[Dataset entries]

★ ★ ★ ★ ★ ★ ★

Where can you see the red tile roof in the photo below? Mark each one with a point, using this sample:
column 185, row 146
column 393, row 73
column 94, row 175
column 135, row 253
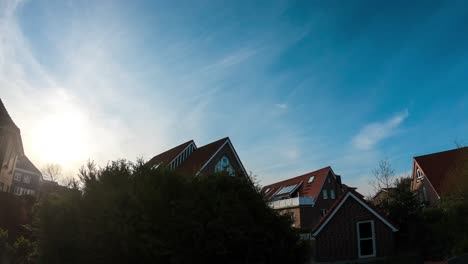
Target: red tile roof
column 200, row 156
column 341, row 200
column 167, row 156
column 438, row 166
column 306, row 189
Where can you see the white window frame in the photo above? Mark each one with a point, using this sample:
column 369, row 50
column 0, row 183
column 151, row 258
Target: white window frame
column 325, row 194
column 27, row 178
column 374, row 251
column 18, row 176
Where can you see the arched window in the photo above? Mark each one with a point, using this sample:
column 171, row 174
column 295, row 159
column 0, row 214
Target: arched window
column 224, row 165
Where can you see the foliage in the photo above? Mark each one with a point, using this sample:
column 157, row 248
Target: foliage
column 22, row 252
column 53, row 171
column 132, row 213
column 404, row 208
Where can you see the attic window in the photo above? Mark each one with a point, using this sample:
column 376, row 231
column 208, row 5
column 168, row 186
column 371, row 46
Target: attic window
column 420, row 175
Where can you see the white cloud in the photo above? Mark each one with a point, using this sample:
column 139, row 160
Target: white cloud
column 282, row 106
column 373, row 133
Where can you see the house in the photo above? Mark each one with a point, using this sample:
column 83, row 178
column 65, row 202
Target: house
column 307, row 198
column 189, row 159
column 353, row 229
column 11, row 147
column 383, row 195
column 26, row 178
column 438, row 174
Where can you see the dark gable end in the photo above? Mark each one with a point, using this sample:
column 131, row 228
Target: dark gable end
column 169, row 155
column 351, row 195
column 188, row 159
column 306, row 189
column 204, row 158
column 437, row 167
column 7, row 125
column 5, row 119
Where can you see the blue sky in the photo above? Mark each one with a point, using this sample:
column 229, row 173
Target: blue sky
column 296, row 85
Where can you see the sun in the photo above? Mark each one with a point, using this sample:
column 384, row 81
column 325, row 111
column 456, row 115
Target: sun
column 61, row 137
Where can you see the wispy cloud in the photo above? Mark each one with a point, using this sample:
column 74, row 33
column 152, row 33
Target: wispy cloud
column 373, row 133
column 282, row 106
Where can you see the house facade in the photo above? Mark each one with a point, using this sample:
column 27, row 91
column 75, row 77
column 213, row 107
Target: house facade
column 26, row 179
column 11, row 147
column 437, row 174
column 307, row 198
column 189, row 159
column 353, row 230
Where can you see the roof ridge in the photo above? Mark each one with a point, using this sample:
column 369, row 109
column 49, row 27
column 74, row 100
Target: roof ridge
column 305, row 174
column 214, row 142
column 440, row 152
column 340, row 200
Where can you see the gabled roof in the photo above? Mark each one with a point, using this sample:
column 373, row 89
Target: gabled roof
column 24, row 163
column 351, row 194
column 196, row 160
column 200, row 157
column 7, row 122
column 167, row 156
column 385, row 190
column 437, row 166
column 306, row 189
column 5, row 119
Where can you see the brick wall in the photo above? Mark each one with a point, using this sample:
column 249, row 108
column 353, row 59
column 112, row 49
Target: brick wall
column 338, row 239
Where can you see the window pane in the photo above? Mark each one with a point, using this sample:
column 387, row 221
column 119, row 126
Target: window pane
column 367, row 247
column 365, row 230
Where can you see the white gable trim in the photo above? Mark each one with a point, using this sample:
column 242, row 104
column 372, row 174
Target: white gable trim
column 349, row 194
column 425, row 176
column 228, row 141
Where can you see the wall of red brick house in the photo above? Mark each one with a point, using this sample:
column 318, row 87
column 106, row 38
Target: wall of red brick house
column 338, row 239
column 424, row 189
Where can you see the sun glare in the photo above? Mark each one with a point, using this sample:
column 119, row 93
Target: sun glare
column 61, row 137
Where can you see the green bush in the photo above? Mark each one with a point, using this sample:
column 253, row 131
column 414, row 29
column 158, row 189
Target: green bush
column 131, row 213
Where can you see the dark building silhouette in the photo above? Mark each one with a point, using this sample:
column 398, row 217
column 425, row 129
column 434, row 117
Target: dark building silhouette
column 11, row 148
column 189, row 159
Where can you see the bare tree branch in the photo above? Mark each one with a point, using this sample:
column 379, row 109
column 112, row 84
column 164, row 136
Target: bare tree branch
column 52, row 171
column 383, row 176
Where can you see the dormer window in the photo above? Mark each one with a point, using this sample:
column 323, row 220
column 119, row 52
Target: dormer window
column 419, row 175
column 224, row 165
column 325, row 194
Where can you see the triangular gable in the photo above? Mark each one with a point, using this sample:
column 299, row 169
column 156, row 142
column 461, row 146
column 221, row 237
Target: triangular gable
column 436, row 166
column 227, row 142
column 307, row 189
column 168, row 156
column 339, row 203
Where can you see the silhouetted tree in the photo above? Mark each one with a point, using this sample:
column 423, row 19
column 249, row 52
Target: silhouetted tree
column 383, row 176
column 52, row 171
column 131, row 213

★ ★ ★ ★ ★ ★ ★

● **THE TASK**: Copy the lines of the data above exactly as written, beginning with the line containing "column 325, row 111" and ending with the line containing "column 49, row 27", and leave out all other lines.

● **SOLUTION FOR THIS EXERCISE**:
column 325, row 111
column 456, row 115
Target: sun
column 61, row 137
Where can you see the wispy cloud in the photo above? Mark each one with a point, using this sample:
column 74, row 33
column 152, row 33
Target: wispy cloud
column 373, row 133
column 282, row 106
Where can you see the house facade in the photo above? Mark each one with a point, using this sample:
column 27, row 91
column 75, row 77
column 213, row 107
Target: house facade
column 26, row 179
column 11, row 147
column 437, row 174
column 307, row 198
column 189, row 159
column 353, row 230
Where can you see the roof ridge in the photo above? Mark each one with a point, using this sample:
column 369, row 109
column 49, row 27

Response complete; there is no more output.